> PROBLEM STATEMENT: All entries, exactly as written, should be output again.

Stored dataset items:
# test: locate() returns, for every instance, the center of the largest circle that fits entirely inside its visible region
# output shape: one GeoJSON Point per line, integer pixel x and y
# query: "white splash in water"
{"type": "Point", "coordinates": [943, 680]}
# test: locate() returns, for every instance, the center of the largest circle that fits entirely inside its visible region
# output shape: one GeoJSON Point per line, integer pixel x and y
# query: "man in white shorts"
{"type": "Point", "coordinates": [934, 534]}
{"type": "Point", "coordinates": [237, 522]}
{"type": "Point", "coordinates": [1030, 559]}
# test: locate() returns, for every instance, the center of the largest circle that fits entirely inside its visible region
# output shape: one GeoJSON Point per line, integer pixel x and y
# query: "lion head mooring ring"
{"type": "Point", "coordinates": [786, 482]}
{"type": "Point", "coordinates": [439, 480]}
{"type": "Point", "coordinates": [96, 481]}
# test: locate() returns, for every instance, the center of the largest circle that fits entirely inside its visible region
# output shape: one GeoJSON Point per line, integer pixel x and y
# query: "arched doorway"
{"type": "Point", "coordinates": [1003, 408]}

> ANSWER TO THIS EXERCISE:
# test: locate() returns, for every instance, the center of the largest circle that fits entirely inside its visible region
# output shape: one GeoJSON Point per line, integer pixel x and y
# query: "white splash in water"
{"type": "Point", "coordinates": [943, 680]}
# test: locate() returns, for every instance, the center of the largest circle that fits entirely inside its visible region
# output shape: one GeoJSON Point per line, integer pixel x and y
# query: "man in white shorts"
{"type": "Point", "coordinates": [934, 534]}
{"type": "Point", "coordinates": [237, 522]}
{"type": "Point", "coordinates": [1030, 559]}
# test: locate() returns, for every instance, the center of the largest circle that fits entirely inside its visible region
# output shape: one GeoJSON Point per line, integer pixel x and y
# query: "lion head mooring ring"
{"type": "Point", "coordinates": [786, 482]}
{"type": "Point", "coordinates": [439, 480]}
{"type": "Point", "coordinates": [96, 481]}
# test: locate() returns, for every instance, the center of the largest circle that fits entirely inside its visible region
# output shape: one GeoJSON Point per line, integer pixel x and y
# query: "arched doorway"
{"type": "Point", "coordinates": [1003, 408]}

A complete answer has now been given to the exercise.